APPLY WHAT YOU READ:
1/ Rewrite the stretch of the passage on international humanitarian law from "International humanitarian law protects" through "persons and objects.", putting "appalled" in place of "horrified".
2/ Write the next part of the passage on international humanitarian law, starting after its last sentence.

EXTRACT TO READ:
International humanitarian law protects a wide range of people and objects during armed conflict. The Geneva Conventions and their Additional Protocols protect the sick, wounded and shipwrecked not taking part in hostilities, prisoners of war and other detained persons, as well as civilians and civilian objects.
The Geneva Conventions have their origin in the experiences of Henry Dunant at the battle of Solferino in 1859. He was horrified by the neglect of the sick and wounded on the battlefield, and with four colleagues organized the diplomatic conference that led to the adoption of the First Geneva Convention in 1864.
The principles established then influenced the treaties that followed thereby creating the body of international humanitarian law that exists today. At the core of these principles was the idea of protected persons and objects.
The First Convention concerned itself primarily with the care of the sick and wounded on the battlefield. The medical services helping them were to be protected from attack and respected as neutral personnel assisting the sick and wounded without discrimination. The convention established the red cross emblem to be used to identify and protect medical personnel from attack. States committed themselves to respect the emblem and those protected by it.

GIVEN DATA:
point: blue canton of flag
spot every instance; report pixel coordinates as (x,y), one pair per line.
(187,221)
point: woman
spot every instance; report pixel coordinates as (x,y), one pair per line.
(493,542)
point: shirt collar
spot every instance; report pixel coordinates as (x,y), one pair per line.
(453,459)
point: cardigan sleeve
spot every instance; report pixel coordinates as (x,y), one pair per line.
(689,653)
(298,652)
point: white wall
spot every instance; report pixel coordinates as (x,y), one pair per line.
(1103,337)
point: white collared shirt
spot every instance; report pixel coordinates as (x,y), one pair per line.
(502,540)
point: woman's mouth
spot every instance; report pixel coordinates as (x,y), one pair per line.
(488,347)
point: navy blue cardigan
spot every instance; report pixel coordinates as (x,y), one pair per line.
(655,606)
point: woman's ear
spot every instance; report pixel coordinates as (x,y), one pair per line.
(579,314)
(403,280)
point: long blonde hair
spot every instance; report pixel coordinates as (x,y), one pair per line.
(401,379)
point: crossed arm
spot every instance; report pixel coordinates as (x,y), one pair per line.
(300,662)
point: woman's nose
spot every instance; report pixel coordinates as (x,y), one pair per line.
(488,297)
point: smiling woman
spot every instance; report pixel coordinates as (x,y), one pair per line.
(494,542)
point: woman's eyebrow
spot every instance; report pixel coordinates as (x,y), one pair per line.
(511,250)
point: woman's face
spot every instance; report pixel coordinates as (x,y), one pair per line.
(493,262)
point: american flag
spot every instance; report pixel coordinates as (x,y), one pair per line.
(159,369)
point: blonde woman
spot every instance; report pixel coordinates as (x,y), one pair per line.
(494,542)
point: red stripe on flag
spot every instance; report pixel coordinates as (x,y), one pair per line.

EXPECTED OUTPUTS:
1/
International humanitarian law protects a wide range of people and objects during armed conflict. The Geneva Conventions and their Additional Protocols protect the sick, wounded and shipwrecked not taking part in hostilities, prisoners of war and other detained persons, as well as civilians and civilian objects.
The Geneva Conventions have their origin in the experiences of Henry Dunant at the battle of Solferino in 1859. He was appalled by the neglect of the sick and wounded on the battlefield, and with four colleagues organized the diplomatic conference that led to the adoption of the First Geneva Convention in 1864.
The principles established then influenced the treaties that followed thereby creating the body of international humanitarian law that exists today. At the core of these principles was the idea of protected persons and objects.

2/
The emblem also protects medical equipment, such as vehicles and medical buildings as long as they are not being used for military purposes.
Between the two World Wars, the conventions were extended to cover prisoners of war. These were protected against inhumane or degrading treatment. IHL now contains detailed rules on the treatment of prisoners of war and others detained as result of an armed conflict.
The ICRC acquired a unique mandate under the Geneva Conventions giving it access to places of detention to assess the condition of those deprived of their freedom. It makes detailed and confidential recommendations to the detaining authorities and on occasions assists in improving facilities. Medical staff form part of ICRC visiting teams and visits continue on a regular basis.
ICRC visits to people deprived of their freedom cover some 70 countries and reach almost 500,000 detainees each year.
The consolidated Geneva Conventions of 1949 extended specific protection to civilians, who had suffered extensively during World War II, often from deliberated targeting. Protection to civilians, especially against the effects of hostilities, was also developed through the adoption of the Additional Protocols in 1977.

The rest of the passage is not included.